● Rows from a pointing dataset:
begin
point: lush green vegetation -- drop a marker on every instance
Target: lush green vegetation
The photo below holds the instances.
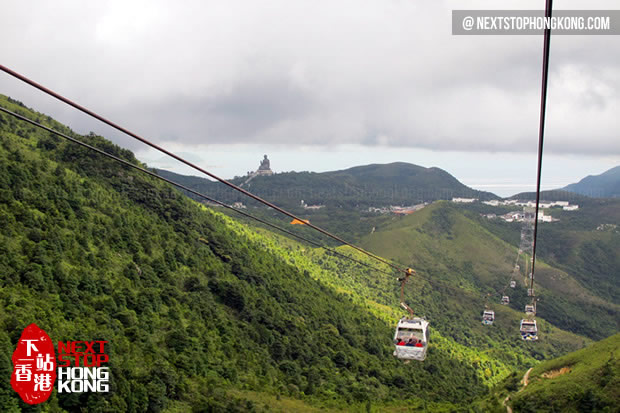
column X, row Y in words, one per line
column 605, row 185
column 204, row 312
column 587, row 380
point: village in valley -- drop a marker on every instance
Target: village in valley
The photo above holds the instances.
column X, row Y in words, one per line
column 519, row 216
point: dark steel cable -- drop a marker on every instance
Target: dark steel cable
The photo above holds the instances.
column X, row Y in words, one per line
column 190, row 164
column 127, row 163
column 541, row 132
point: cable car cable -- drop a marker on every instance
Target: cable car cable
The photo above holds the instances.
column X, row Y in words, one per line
column 541, row 130
column 190, row 164
column 146, row 171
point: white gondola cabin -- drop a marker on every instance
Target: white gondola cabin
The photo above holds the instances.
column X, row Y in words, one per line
column 488, row 316
column 529, row 332
column 411, row 339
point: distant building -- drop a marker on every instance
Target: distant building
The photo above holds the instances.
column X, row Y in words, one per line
column 464, row 200
column 311, row 207
column 264, row 168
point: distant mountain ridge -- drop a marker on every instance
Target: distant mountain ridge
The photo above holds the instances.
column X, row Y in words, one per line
column 397, row 183
column 605, row 185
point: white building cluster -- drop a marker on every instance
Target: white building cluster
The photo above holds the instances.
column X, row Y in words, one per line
column 543, row 204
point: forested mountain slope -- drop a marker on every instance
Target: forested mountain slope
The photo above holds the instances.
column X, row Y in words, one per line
column 447, row 245
column 202, row 312
column 376, row 185
column 587, row 380
column 605, row 185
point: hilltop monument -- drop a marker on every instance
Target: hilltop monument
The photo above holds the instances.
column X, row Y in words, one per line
column 264, row 168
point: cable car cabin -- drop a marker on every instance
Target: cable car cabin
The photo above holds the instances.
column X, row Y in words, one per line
column 529, row 332
column 488, row 316
column 411, row 339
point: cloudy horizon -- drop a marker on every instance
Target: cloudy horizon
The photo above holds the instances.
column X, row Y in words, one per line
column 323, row 86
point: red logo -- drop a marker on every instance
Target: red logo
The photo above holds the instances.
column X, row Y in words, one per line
column 34, row 366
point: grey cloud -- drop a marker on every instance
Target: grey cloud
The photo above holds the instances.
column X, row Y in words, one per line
column 378, row 73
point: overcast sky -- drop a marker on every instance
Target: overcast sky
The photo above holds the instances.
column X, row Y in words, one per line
column 323, row 85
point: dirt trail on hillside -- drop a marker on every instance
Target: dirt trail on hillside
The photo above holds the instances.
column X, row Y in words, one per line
column 552, row 374
column 524, row 381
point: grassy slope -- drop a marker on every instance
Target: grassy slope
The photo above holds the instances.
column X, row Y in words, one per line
column 587, row 380
column 481, row 360
column 443, row 244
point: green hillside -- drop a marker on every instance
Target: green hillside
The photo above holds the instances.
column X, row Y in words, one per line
column 447, row 245
column 587, row 380
column 584, row 243
column 205, row 313
column 397, row 183
column 605, row 185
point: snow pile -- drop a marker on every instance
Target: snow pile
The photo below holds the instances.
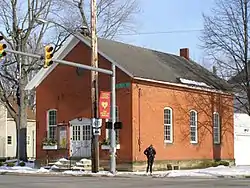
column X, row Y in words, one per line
column 208, row 172
column 227, row 171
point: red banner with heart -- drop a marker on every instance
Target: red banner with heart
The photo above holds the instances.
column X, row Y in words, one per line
column 104, row 105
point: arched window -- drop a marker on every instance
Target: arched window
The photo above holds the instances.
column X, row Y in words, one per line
column 168, row 125
column 193, row 127
column 216, row 127
column 51, row 123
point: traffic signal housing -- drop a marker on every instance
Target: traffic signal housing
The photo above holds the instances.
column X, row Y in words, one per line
column 48, row 56
column 2, row 48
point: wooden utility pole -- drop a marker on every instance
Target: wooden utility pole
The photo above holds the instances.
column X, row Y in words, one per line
column 94, row 87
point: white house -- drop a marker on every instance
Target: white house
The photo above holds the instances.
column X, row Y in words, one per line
column 8, row 141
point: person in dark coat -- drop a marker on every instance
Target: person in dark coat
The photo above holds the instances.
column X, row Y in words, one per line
column 150, row 153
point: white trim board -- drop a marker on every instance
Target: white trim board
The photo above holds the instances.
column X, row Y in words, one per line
column 70, row 43
column 181, row 85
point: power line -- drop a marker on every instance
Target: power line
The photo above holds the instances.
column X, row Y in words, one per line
column 160, row 32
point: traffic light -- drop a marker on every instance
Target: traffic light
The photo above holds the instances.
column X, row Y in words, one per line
column 48, row 56
column 2, row 47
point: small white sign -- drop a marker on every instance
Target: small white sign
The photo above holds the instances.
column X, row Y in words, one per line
column 96, row 123
column 97, row 132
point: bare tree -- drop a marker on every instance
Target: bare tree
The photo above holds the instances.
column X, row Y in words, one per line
column 22, row 32
column 226, row 40
column 114, row 16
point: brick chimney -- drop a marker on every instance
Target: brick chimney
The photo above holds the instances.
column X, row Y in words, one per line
column 184, row 52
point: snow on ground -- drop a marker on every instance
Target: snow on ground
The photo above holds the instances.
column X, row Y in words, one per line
column 208, row 172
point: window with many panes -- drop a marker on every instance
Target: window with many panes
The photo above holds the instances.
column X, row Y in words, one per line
column 216, row 127
column 52, row 123
column 76, row 132
column 193, row 127
column 86, row 132
column 117, row 131
column 168, row 125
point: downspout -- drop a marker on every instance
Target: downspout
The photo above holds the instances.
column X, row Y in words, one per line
column 139, row 118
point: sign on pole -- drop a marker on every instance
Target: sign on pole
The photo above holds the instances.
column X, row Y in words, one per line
column 104, row 105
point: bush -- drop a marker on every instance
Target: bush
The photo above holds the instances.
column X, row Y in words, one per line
column 22, row 164
column 10, row 164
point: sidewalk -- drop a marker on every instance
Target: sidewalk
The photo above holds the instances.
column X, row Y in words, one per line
column 213, row 172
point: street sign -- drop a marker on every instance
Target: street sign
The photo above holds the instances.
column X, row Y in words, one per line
column 104, row 105
column 96, row 126
column 117, row 125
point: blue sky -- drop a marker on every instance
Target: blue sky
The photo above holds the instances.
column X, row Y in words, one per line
column 171, row 15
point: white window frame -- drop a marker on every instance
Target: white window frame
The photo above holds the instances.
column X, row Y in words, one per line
column 168, row 124
column 195, row 126
column 218, row 128
column 117, row 131
column 48, row 125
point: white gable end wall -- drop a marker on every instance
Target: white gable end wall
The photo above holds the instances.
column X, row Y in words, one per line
column 70, row 43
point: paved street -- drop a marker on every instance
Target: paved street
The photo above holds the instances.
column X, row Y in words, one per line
column 119, row 182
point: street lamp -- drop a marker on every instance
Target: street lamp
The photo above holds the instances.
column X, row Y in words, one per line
column 113, row 92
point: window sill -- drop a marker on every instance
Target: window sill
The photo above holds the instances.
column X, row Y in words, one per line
column 107, row 147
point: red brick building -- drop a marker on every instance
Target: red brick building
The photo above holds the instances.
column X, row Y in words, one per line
column 166, row 100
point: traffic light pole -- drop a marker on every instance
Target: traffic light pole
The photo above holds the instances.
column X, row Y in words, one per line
column 94, row 88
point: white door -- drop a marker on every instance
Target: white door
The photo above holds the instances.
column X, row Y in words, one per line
column 80, row 141
column 242, row 150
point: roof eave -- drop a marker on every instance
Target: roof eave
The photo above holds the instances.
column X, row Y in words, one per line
column 183, row 86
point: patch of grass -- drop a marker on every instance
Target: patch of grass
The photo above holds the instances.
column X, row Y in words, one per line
column 10, row 164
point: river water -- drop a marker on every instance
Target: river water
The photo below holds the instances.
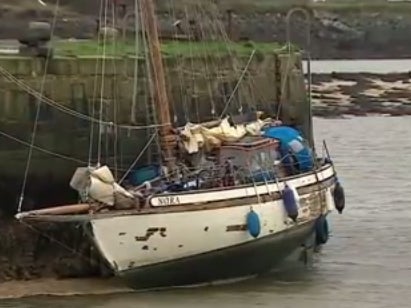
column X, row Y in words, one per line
column 366, row 263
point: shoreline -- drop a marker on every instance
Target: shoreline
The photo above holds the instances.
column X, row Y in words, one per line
column 361, row 94
column 61, row 287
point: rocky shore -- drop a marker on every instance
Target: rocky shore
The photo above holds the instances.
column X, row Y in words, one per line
column 361, row 94
column 366, row 31
column 53, row 251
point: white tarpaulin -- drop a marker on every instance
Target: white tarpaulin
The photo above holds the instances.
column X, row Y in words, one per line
column 98, row 184
column 196, row 136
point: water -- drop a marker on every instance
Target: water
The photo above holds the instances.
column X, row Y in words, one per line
column 380, row 66
column 367, row 262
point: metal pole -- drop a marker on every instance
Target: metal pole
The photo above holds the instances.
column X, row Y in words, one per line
column 306, row 52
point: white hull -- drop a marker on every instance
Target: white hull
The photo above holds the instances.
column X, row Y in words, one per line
column 145, row 239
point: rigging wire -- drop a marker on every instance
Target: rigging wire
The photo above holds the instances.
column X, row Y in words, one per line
column 34, row 131
column 67, row 110
column 103, row 71
column 93, row 111
column 238, row 84
column 136, row 60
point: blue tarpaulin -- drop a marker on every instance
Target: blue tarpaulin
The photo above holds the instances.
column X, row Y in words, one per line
column 291, row 142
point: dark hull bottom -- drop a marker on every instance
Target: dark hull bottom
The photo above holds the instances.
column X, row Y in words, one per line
column 253, row 258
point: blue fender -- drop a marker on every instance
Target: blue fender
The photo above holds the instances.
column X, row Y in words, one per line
column 290, row 203
column 339, row 197
column 322, row 232
column 253, row 224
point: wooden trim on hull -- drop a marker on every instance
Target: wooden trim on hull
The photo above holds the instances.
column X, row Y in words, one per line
column 211, row 205
column 251, row 258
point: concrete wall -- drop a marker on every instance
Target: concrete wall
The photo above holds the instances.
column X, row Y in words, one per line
column 196, row 87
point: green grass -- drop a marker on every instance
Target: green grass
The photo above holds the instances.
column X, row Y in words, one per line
column 171, row 48
column 274, row 6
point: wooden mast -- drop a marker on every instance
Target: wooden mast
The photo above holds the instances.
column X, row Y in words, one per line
column 167, row 137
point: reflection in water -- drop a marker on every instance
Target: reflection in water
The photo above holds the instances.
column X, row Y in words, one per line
column 367, row 262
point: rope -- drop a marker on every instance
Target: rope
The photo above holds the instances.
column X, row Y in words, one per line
column 139, row 156
column 41, row 149
column 136, row 38
column 67, row 110
column 93, row 111
column 34, row 131
column 92, row 261
column 103, row 69
column 238, row 84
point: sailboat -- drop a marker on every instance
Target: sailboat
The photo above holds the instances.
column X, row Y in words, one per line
column 262, row 195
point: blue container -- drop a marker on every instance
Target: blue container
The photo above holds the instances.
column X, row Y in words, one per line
column 143, row 174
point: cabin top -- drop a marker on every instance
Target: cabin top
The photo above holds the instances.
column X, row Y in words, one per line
column 250, row 143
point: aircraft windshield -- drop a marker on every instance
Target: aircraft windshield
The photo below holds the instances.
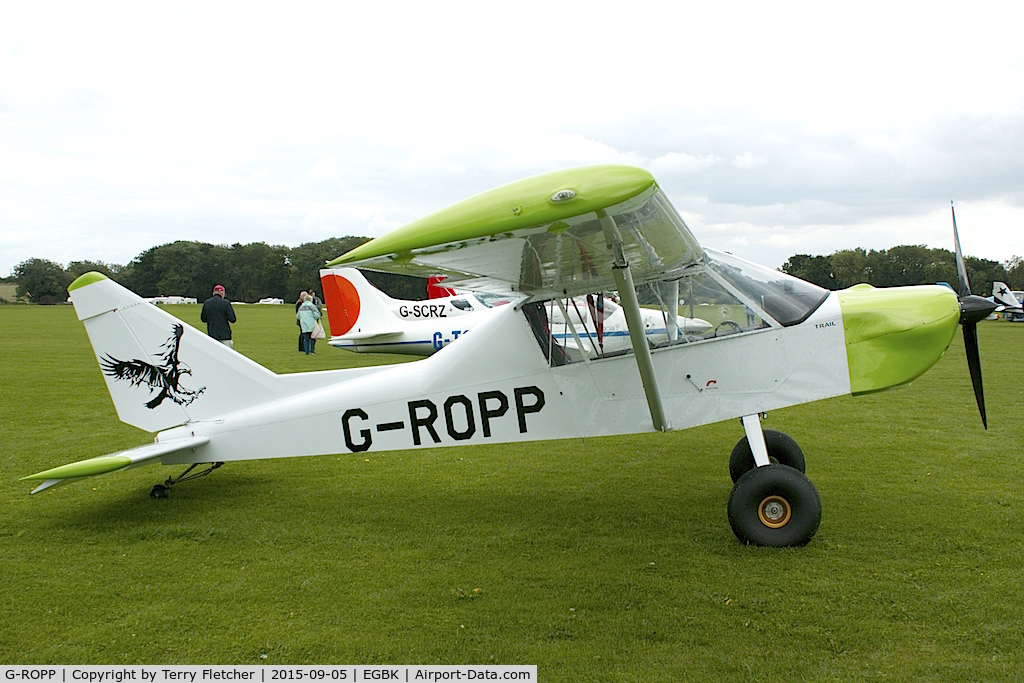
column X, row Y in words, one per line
column 713, row 300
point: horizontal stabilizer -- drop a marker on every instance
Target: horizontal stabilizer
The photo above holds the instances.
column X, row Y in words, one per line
column 113, row 462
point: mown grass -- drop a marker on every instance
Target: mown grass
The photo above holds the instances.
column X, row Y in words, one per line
column 598, row 559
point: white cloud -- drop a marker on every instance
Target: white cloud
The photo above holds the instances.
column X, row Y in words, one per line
column 774, row 129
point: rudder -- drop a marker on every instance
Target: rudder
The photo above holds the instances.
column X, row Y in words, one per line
column 161, row 372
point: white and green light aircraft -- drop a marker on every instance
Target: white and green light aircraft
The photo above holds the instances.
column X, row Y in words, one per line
column 776, row 341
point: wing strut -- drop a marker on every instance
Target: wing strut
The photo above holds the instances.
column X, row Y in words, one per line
column 631, row 306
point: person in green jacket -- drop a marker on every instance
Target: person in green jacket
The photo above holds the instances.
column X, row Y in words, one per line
column 307, row 315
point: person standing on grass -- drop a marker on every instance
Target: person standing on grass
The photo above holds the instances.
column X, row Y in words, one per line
column 298, row 302
column 218, row 314
column 307, row 315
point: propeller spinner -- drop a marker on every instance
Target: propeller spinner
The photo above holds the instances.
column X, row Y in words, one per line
column 973, row 309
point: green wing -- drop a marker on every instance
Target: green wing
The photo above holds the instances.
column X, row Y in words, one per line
column 545, row 236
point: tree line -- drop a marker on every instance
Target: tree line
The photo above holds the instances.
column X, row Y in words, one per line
column 257, row 270
column 249, row 272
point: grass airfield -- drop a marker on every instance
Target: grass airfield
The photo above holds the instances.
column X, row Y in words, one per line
column 605, row 559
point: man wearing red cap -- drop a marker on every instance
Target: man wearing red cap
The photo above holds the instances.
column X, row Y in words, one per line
column 218, row 314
end
● The task:
Copy the lines of the material above verbatim, everything from the line containing "point: bush -- drop" down to the line containing "column 213, row 172", both included.

● Full response:
point: bush -- drop a marker on every instance
Target: bush
The photo above holds the instances.
column X, row Y in words, one per line
column 22, row 164
column 10, row 164
point: sidewalk -- drop a marker on every instance
Target: sidewalk
The photo above holds the instances.
column X, row Y in words, one per line
column 213, row 172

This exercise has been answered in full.